There is a long list of unknowns about the causes and symptomatology of irritable bowel syndrome (IBS). But the research challenges can be distilled into four key areas.
1. What are the underlying mechanisms of the syndrome?
Why it matters The variety of symptoms and of patient responses to treatment suggest that there are multiple underlying causes of IBS. Identifying specific mechanisms will help researchers to develop better treatments.
What we know The gut can only react to insults in certain ways (for example, diarrhoea, constipation or cramps). But these symptoms could be the end point of several different diseases.
Next steps Researchers have already identified distinct causes of IBS, such as bile-acid malabsorption. Large-scale initiatives such as Europe's GENIEUR consortium are trying to tease out genetic and epigenetic contributions.
2. What is the relationship between the disorder and mental health?
Why it matters For treatment purposes, it is important to know whether IBS starts in the gut and then causes psychological issues, or whether IBS symptoms have a neurological trigger.
What we know Anxiety and depression sometimes accompany IBS. The serotonin system is implicated in the syndrome, and plays a part in neurological conditions. IBS is more common in service personnel who have post-traumatic stress disorder.
Next steps Better grouping of patients by phenotype will help researchers to pick out signals in large-scale trials. In the meantime, clinicians need to be careful not to assume that patients have mainly a psychological problem.
3. How important is diet in driving IBS?
Why it matters Diet seems an obvious starting point for treating IBS. Care will be improved with a better understanding of which subset of patients could benefit from dietary interventions and why.
What we know The fermentation of certain food components by microorganisms in the gut exacerbates symptoms. Diet can ease these, but there is little evidence of a causal link.

──────────────────────────────

#### [PROBLEM 1]
Retype the irritable bowel syndrome passage from "Why it matters The" to "develop better treatments.".
#### [PROBLEM 2]
In the irritable bowel syndrome passage, in which group of people is IBS said to be more common?

#### [EXTRACTED RECORDS]
──────────────────────────────

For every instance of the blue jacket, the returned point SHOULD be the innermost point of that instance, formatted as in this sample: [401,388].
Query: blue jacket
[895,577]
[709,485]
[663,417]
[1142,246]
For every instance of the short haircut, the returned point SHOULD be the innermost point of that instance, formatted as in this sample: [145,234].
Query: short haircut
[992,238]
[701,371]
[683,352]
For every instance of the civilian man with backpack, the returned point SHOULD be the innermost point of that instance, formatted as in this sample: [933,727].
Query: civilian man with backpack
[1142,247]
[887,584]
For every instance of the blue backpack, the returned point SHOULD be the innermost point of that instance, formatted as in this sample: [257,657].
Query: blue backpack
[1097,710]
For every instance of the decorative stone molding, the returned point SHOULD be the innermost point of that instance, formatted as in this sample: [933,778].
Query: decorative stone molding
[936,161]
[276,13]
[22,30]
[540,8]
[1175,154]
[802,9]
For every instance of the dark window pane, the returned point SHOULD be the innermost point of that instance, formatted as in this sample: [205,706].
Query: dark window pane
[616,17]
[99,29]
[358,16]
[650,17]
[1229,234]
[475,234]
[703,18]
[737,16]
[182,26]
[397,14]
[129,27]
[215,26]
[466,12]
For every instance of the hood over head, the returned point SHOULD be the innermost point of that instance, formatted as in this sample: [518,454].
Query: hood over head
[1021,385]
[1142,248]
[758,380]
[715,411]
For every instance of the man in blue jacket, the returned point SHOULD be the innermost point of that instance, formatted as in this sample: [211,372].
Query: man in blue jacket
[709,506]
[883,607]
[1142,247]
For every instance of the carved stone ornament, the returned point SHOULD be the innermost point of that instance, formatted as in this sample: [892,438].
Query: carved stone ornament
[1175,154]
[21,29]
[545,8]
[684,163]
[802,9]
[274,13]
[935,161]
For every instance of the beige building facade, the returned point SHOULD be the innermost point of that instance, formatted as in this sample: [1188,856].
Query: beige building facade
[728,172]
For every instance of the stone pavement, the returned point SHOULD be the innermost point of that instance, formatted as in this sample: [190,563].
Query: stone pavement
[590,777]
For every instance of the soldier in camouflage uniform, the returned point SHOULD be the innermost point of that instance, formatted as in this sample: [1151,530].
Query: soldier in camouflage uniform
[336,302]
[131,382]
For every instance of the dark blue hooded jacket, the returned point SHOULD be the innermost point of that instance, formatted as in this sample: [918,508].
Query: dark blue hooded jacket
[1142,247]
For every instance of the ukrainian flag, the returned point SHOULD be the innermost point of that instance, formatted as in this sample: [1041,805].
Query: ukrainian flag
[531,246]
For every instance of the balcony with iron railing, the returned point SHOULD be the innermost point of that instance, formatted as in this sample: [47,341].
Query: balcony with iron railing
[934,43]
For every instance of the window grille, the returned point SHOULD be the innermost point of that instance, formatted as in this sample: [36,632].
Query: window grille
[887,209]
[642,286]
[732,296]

──────────────────────────────

#### [EXERCISE RESPONSE 1]
Why it matters The variety of symptoms and of patient responses to treatment suggest that there are multiple underlying causes of IBS. Identifying specific mechanisms will help researchers to develop better treatments.

#### [EXERCISE RESPONSE 2]
Service personnel who have post-traumatic stress disorder.